# Instructions to follow:
Return every line of the rows below that contains the string "Target", copied in full. Matching is case-sensitive.

# Records shown:
* * * *

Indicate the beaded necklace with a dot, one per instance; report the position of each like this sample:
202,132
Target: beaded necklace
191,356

* * * *

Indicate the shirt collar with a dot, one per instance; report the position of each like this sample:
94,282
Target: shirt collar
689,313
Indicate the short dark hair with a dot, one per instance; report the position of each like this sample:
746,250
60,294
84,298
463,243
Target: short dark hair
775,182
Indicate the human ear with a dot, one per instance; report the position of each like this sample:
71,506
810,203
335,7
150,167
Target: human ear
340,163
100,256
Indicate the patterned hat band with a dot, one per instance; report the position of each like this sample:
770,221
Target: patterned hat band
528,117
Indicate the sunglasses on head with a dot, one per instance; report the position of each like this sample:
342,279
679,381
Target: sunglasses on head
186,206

* * * *

# Completed task:
Target: beaded necklace
Target: shirt collar
Target: short dark hair
Target: human ear
Target: patterned hat band
Target: sunglasses on head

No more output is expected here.